DÉFI — Sélectionnez dans les items ci-dessous chaque ligne qui contient le mot « mound », puis recopiez ces lignes sans modification.
▬▬▬
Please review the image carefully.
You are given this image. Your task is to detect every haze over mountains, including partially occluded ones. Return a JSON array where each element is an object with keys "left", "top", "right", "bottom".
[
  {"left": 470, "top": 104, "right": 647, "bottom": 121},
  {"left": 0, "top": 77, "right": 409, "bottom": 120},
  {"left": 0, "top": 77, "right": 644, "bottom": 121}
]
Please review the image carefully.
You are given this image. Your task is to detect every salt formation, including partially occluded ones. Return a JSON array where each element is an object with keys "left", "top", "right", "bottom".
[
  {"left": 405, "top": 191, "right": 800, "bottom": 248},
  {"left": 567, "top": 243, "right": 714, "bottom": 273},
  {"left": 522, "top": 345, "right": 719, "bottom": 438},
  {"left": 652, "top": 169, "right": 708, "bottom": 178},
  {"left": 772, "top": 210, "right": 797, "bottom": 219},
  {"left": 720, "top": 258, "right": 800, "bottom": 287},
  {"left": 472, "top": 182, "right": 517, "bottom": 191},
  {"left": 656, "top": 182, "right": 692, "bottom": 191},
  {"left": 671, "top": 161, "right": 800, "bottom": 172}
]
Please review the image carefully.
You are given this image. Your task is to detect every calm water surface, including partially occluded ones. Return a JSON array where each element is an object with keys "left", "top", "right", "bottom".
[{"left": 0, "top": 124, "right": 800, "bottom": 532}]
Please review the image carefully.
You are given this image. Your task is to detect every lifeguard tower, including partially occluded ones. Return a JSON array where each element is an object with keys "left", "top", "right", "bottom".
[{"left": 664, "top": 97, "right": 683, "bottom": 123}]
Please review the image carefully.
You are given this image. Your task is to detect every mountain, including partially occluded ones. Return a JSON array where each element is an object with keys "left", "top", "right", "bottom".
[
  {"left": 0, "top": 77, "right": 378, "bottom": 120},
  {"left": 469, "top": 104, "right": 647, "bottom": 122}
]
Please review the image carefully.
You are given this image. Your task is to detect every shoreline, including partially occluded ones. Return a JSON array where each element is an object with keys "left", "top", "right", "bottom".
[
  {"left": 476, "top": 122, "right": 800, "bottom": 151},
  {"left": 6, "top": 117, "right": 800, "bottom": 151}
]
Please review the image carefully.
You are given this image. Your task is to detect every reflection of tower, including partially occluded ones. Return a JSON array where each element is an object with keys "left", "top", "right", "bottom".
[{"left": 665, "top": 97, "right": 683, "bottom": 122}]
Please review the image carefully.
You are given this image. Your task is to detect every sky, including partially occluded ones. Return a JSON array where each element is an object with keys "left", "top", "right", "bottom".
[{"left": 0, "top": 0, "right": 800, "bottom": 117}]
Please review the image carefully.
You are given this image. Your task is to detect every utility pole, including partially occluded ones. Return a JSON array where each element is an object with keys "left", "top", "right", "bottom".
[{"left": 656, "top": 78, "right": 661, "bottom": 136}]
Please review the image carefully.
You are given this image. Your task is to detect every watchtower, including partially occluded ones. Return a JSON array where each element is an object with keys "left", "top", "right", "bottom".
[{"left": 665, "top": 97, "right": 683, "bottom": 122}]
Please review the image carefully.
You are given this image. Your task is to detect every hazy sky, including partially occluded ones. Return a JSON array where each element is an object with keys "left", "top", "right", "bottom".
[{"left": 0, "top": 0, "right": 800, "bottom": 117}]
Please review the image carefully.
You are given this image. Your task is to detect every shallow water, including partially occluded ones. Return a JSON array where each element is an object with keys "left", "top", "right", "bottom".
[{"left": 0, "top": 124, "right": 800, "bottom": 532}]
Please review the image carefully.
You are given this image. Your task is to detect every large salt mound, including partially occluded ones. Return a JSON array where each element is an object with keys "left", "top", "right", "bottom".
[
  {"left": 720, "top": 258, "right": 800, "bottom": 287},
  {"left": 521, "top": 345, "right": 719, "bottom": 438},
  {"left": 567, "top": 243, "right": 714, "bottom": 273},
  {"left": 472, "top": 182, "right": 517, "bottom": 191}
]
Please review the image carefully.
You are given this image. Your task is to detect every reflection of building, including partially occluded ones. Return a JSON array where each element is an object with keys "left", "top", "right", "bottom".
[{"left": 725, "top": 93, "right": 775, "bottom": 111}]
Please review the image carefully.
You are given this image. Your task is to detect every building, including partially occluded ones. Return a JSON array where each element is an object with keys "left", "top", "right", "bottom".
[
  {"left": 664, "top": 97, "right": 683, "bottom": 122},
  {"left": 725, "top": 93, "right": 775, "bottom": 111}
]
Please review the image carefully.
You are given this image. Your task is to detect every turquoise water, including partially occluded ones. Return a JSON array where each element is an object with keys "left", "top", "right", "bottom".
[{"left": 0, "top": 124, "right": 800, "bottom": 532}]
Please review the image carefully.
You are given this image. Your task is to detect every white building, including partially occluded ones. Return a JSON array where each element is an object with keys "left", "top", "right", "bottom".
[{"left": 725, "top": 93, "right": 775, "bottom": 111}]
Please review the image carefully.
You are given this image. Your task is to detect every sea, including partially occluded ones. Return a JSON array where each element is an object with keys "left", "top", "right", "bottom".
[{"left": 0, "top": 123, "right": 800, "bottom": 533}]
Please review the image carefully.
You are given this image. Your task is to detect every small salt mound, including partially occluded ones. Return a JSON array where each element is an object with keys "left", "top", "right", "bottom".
▬▬▬
RÉPONSE —
You are given this image. Your task is to detect every large salt mound, including partially occluded ones. Return a JSON array where each element is an object with keys "left", "top", "right", "bottom".
You are given this image. Your task is to detect every small salt mound, including partially occluded ones. Return a JSON array where each element is an object with keys "left", "top", "right", "bottom".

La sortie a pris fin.